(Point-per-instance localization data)
===============

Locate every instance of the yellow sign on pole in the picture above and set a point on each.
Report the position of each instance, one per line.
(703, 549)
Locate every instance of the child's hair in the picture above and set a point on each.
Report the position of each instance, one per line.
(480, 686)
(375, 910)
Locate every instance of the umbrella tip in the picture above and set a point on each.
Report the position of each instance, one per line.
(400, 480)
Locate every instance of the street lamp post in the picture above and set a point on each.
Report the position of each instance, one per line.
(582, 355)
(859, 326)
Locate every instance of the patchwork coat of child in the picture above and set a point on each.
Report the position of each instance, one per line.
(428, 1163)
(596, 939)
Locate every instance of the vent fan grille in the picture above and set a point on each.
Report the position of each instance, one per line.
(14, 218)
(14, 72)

===============

- ASSIGNMENT:
Please report all lines in the entries where "child" appears.

- ANSWER FOR THIS EXERCISE:
Locate every instance of the child's hair in the picture above and set a point on each.
Locate every instance of the patchwork coat of child in the picture above and set a point on each.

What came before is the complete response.